Pick out every line of the data below that contains the word "dense" and copy each one in full.

____

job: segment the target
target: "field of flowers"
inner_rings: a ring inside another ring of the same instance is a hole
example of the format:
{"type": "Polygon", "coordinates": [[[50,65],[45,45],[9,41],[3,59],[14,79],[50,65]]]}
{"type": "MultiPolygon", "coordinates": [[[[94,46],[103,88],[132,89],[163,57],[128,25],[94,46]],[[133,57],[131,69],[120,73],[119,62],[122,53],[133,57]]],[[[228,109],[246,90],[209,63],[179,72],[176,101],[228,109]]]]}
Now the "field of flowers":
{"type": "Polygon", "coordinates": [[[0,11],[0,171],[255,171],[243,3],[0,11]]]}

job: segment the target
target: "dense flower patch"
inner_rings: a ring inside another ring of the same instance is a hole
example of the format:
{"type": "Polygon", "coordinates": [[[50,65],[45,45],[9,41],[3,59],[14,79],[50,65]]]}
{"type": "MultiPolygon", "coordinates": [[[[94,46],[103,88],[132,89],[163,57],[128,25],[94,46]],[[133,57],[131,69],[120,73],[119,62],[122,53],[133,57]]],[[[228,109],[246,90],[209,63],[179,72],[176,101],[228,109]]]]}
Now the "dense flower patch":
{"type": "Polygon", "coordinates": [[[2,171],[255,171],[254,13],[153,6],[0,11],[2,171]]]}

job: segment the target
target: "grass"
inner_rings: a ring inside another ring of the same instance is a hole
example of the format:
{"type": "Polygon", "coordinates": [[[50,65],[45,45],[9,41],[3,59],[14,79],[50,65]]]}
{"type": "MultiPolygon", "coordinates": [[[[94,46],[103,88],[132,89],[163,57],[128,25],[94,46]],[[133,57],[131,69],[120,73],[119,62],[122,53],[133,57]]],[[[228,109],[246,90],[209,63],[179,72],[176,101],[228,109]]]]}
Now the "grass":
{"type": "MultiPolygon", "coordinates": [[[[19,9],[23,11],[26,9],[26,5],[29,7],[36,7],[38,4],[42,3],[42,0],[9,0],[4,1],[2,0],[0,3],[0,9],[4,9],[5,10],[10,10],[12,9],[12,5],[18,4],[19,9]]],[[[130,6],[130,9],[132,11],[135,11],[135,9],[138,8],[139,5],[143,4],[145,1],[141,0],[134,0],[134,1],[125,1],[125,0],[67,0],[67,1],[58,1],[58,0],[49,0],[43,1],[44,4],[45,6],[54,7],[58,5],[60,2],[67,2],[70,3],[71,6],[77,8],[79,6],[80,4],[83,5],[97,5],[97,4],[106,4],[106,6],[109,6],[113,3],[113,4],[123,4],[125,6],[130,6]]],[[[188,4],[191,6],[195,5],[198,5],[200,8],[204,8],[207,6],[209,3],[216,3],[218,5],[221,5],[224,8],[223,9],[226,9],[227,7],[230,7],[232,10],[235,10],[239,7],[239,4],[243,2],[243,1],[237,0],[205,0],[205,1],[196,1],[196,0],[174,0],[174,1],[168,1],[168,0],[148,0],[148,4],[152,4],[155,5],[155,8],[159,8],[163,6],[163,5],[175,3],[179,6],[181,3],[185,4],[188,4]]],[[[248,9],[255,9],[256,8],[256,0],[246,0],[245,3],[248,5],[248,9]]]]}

____

Response:
target: "dense flower patch"
Now the "dense flower patch":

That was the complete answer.